*** Opening of Records for this exercise ***
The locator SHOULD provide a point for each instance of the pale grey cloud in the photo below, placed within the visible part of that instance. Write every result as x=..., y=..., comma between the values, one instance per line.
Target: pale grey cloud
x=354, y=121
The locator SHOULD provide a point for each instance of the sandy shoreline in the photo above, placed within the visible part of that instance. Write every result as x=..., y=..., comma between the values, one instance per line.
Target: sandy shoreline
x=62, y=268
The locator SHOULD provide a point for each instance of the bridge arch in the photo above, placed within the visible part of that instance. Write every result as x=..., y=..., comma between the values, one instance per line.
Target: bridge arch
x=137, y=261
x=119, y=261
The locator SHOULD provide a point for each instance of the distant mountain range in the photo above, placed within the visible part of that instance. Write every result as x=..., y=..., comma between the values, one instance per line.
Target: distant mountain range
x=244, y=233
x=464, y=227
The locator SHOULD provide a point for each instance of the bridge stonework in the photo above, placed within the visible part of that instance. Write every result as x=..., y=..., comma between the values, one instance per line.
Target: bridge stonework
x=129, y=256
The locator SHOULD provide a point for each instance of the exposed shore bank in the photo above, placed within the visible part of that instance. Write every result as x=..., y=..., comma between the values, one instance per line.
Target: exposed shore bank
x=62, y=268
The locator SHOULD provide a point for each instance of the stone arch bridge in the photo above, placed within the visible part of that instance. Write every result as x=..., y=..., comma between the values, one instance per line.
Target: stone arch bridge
*** Close of Records for this exercise ***
*** Opening of Records for this exercise ***
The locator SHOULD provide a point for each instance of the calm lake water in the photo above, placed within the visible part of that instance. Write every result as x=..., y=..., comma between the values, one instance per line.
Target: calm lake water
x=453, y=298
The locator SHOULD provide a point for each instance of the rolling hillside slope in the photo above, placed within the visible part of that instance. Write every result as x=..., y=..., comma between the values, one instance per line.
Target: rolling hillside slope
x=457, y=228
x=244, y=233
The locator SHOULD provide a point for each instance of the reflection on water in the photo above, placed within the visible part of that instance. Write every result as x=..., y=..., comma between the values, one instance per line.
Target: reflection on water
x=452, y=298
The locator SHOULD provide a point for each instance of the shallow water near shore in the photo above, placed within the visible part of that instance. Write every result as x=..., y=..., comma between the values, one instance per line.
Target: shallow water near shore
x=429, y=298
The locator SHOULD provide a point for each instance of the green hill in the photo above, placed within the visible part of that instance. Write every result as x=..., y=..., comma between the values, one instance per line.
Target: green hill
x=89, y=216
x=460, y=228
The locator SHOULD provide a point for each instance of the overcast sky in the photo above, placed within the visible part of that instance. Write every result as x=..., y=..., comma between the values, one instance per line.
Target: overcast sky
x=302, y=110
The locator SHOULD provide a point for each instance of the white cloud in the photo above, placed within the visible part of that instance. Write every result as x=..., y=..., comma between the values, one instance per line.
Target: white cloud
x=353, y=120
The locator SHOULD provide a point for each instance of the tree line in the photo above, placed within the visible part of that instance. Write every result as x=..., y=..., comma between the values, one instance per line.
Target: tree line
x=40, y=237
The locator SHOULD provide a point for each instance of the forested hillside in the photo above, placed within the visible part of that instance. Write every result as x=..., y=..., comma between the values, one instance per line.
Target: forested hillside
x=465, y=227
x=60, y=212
*** Close of Records for this exercise ***
*** Opening of Records for this exercise ***
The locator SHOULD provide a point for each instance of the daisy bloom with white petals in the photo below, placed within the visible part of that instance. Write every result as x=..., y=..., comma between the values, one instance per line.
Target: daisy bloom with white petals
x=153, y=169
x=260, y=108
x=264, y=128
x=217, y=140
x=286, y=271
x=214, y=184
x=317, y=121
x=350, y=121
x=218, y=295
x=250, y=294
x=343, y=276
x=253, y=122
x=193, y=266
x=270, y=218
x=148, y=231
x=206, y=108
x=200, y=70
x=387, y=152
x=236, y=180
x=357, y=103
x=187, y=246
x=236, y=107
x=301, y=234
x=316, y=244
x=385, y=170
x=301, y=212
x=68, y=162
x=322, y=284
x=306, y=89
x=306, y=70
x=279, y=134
*** Close of Records for this exercise ***
(The task)
Would you retype exactly the lines above, from the line with "Target: sandy shoreline" to the line with "Target: stone arch bridge", with both end lines kept and nothing more?

(Answer box)
Target: sandy shoreline
x=62, y=268
The locator SHOULD provide a point for each instance of the bridge arch in the photo above, placed within the visible part of that instance. Write every result as x=..., y=..., comma between the values, one instance per line.
Target: bridge arch
x=137, y=261
x=119, y=261
The locator SHOULD provide a point for each instance of the distant mountain range in the photo above, placed within the visible part of that instance. Write every result as x=..., y=..., comma between the values, one instance per line.
Target: distant mountain range
x=244, y=233
x=464, y=227
The locator SHOULD provide a point for each instance of the bridge stonework in the photo above, placed within the visible part of that instance. Write every result as x=..., y=..., comma between the values, one instance per line.
Target: bridge stonework
x=129, y=256
The locator SHOULD provide a point for each instance of the exposed shore bank in the photo above, placed within the visible part of that instance. Write every result as x=..., y=..., comma between the values, one instance per line.
Target: exposed shore bank
x=62, y=268
The locator SHOULD provide a point for each instance of the stone arch bridge in the photo above, placed within the visible part of that instance. Write every result as x=..., y=..., comma between the values, one instance per line.
Target: stone arch bridge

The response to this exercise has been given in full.